- [WHAT IS NEEDED] Convert every line of the rows below into a JSON list of strings, one string per line, with blank lines omitted. Leave the pictures out of the output.

- [RECORDS FOR THE TASK]
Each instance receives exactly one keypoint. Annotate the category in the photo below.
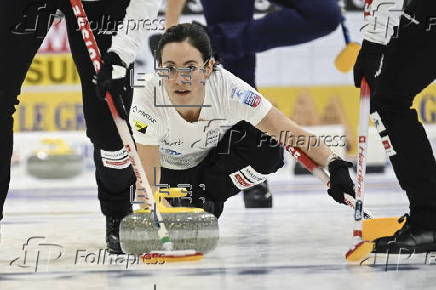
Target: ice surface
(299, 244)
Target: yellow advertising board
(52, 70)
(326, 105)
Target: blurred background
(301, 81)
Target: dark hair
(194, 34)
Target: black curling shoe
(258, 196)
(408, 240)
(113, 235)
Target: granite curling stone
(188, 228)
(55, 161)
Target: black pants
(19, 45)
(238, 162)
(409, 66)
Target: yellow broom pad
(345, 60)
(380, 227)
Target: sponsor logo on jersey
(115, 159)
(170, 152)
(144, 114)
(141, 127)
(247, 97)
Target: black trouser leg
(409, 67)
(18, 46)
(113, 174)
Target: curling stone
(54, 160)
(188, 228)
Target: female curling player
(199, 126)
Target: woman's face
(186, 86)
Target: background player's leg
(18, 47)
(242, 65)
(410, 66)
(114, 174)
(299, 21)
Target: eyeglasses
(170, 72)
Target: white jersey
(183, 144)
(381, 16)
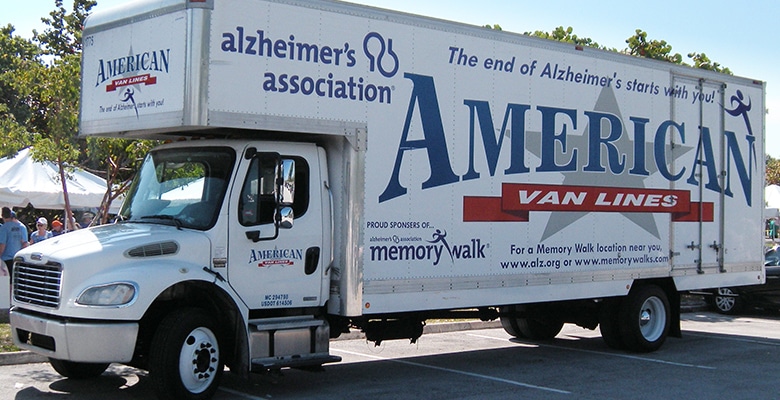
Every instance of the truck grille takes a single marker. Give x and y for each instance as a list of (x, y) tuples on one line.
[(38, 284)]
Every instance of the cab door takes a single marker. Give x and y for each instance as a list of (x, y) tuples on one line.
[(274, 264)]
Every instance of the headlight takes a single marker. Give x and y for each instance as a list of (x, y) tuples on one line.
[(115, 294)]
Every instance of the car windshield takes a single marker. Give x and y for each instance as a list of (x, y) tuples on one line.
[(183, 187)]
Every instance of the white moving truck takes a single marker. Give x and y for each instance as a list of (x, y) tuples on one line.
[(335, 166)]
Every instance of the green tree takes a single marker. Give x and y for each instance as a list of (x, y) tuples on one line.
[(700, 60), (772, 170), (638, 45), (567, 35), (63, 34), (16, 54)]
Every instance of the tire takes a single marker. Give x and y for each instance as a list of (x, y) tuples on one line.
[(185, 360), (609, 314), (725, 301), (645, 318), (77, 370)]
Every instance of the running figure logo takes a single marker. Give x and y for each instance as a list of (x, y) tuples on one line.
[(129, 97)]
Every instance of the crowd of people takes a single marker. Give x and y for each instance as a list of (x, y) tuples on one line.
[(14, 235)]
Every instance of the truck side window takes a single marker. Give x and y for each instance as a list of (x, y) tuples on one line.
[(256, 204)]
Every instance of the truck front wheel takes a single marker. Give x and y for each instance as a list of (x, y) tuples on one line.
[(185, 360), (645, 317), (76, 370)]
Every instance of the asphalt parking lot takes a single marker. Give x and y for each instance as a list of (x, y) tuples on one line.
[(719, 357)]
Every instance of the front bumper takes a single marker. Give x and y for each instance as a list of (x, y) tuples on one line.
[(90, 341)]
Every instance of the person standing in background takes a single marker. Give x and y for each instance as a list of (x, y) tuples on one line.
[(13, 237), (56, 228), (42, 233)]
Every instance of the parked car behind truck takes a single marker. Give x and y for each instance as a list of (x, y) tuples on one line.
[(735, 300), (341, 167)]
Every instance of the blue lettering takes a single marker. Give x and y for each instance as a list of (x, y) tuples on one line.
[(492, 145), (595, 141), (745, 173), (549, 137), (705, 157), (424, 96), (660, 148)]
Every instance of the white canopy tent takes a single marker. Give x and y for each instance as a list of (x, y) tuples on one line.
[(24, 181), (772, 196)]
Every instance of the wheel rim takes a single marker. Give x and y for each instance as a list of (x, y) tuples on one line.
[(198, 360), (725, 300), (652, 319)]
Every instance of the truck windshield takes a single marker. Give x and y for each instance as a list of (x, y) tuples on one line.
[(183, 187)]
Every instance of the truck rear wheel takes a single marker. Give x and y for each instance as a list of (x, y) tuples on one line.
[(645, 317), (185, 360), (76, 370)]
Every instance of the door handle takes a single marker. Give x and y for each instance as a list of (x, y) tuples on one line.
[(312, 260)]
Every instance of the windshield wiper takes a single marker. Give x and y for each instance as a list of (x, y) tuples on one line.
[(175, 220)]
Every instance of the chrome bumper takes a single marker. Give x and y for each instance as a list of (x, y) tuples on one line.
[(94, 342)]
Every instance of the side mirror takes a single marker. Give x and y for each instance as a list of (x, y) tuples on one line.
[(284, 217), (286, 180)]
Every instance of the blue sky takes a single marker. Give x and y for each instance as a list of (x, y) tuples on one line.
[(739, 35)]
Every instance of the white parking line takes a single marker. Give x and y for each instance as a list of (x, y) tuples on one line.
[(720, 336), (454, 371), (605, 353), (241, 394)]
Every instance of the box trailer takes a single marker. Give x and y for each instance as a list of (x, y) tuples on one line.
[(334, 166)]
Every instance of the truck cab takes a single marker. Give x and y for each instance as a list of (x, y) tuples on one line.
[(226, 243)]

- [EXERCISE RESULT]
[
  "Each instance receives exactly one keypoint. Annotate the category in the photo below.",
  "Target: ice surface",
  "(299, 244)",
  "Target: yellow advertising board",
  "(52, 70)",
  "(326, 105)",
  "Target: blurred background",
  "(301, 81)",
  "Target: dark hair",
  "(194, 34)",
  "Target: black curling shoe",
  "(258, 196)",
  "(408, 240)",
  "(113, 235)",
  "Target: granite curling stone",
  "(188, 228)",
  "(55, 161)",
  "Target: black pants",
  "(19, 45)",
  "(238, 162)",
  "(409, 66)",
  "Target: yellow broom pad",
  "(345, 60)",
  "(380, 227)",
  "Target: sponsor logo on jersey",
  "(115, 159)",
  "(170, 152)",
  "(144, 114)",
  "(141, 127)",
  "(247, 97)",
  "Target: black trouser leg",
  "(409, 67)",
  "(18, 46)",
  "(113, 174)",
  "Target: curling stone",
  "(54, 160)",
  "(188, 228)",
  "Target: female curling player",
  "(199, 126)",
  "Target: woman's face",
  "(186, 86)",
  "Target: background player's leg",
  "(18, 47)",
  "(242, 65)",
  "(410, 66)",
  "(114, 174)",
  "(299, 21)",
  "Target: eyeglasses",
  "(170, 72)",
  "Target: white jersey",
  "(183, 144)",
  "(381, 16)",
  "Every instance of the truck grille takes a single marker. Give x and y for each instance as a list of (x, y) tuples on one line.",
  "[(38, 284)]",
  "Every instance of the cab door takes a single marker. Give x and y for each instance as a list of (x, y) tuples on one line.",
  "[(274, 264)]",
  "Every instance of the headlight takes a single marker. Give x and y for each instance as a list of (x, y) tuples on one line.",
  "[(115, 294)]",
  "Every instance of the car windshield takes a single marker. Give x and y for each instance as a list of (x, y) tuples on one line.",
  "[(183, 187)]",
  "Every instance of the white moving truck takes a single marker. Give x and y for each instance as a list of (x, y) tuples on one line.",
  "[(335, 166)]",
  "Every instance of the green tree takes a single marker. Give x and y for each instance as a list of (x, y) tuples on one line.",
  "[(700, 60), (772, 170), (638, 45), (567, 35), (63, 34), (16, 54)]",
  "Every instance of the tire takes a single marker. Give x and y for each instance as a list of (x, y) tuples on one line.",
  "[(185, 360), (609, 314), (725, 301), (645, 318), (77, 370)]",
  "Every instance of the running figure logo takes a single marker. Give x and y for each instance as a list of (x, y) tuples on one line.",
  "[(129, 97)]",
  "Every instance of the crowd of people takes a single marker. Give x and y for each instance as a list of (x, y) tuples on one line.",
  "[(14, 235)]",
  "Every instance of the truck side window takes a single marker. Give x and y for each instance as a list of (x, y) tuples on one line.",
  "[(256, 204)]",
  "Every instance of the truck front wheel takes a single marker. Give x and y for each instance as a list of (x, y) tuples on one line.",
  "[(185, 360), (645, 317), (76, 370)]",
  "Every instance of the asphalt parking lot takes a single marker. Give x and y for each instance as a list of (x, y) tuples on one line.",
  "[(719, 357)]",
  "Every instance of the front bumper takes a single marker. Give x and y for each instance as a list of (x, y) tuples on one line.",
  "[(90, 341)]",
  "Every instance of the person standing in background takes a single marker. Give x and y for each instance as a list of (x, y) tuples on one line.",
  "[(13, 237), (56, 228), (42, 233)]",
  "Every instance of the parked car behind truck takes a single marker. Give x and y for each instance as a list of (x, y) tuples on one line.",
  "[(735, 300), (341, 167)]",
  "Every instance of the blue lettering takes a single marker. Give x and y for each instance as a list of (x, y) tuples on one line.",
  "[(492, 145), (595, 141), (745, 173), (549, 137), (705, 157), (424, 96), (660, 148)]",
  "Every instance of the white canopy tent takes a single marker. Give x and y for each instance as a list of (x, y) tuples on one line.",
  "[(24, 181), (772, 196)]",
  "Every instance of the wheel rim takes a single marker. Give x and y for each instance as a list of (x, y) tuples on one line.",
  "[(198, 360), (725, 300), (652, 319)]",
  "Every instance of the truck windshield takes a single marker. Give x and y for each instance as a list of (x, y) tuples on one line.",
  "[(183, 187)]",
  "Every instance of the truck rear wheel takes a single marker. Give x and y for each instance as a list of (x, y) tuples on one line.",
  "[(645, 317), (185, 360), (76, 370)]",
  "Every instance of the door handle takes a single marker. Give x and y for each instance as a list of (x, y) tuples on one line.",
  "[(312, 260)]",
  "Every instance of the windshield wiper takes a single marker. Give x and y for each instance as a list of (x, y) tuples on one line.",
  "[(175, 220)]",
  "Every instance of the chrome bumper takes a single marker. Give x and y for each instance as a list of (x, y) tuples on one line.",
  "[(94, 342)]",
  "Every instance of the side mirror takes a single marker. Give x and y for each instance as a list of (x, y) tuples on one line.",
  "[(284, 217), (286, 180)]",
  "Every instance of the blue sky takes a single marker. Give x and y for each instance as a list of (x, y) tuples on one line.",
  "[(739, 35)]",
  "Every instance of the white parking line takes a single marker. Give x and y for each instance as a list of (x, y) tuples on one line.",
  "[(720, 336), (454, 371), (605, 353), (241, 394)]",
  "Every instance of the box trailer takes a single marker. Give x and y for each instance as a list of (x, y) tuples on one line.",
  "[(334, 166)]",
  "Every instance of the truck cab takes a single marker. Give x and y for each instance as a list of (x, y) tuples on one line.",
  "[(226, 243)]"
]